> Information provided:
══════════
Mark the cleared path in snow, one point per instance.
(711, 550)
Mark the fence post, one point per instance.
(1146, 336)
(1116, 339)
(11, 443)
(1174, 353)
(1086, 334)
══════════
> Task to carry out: Convert the material above into a JSON list of strings, with each line as its own string and blank lines omitted.

> Solution to the exercise:
[
  "Mark the cleared path in snow, one point per instance.",
  "(711, 550)",
  "Mark the fence post, one point per instance.",
  "(1146, 336)",
  "(1116, 339)",
  "(11, 443)",
  "(1174, 353)",
  "(1086, 334)"
]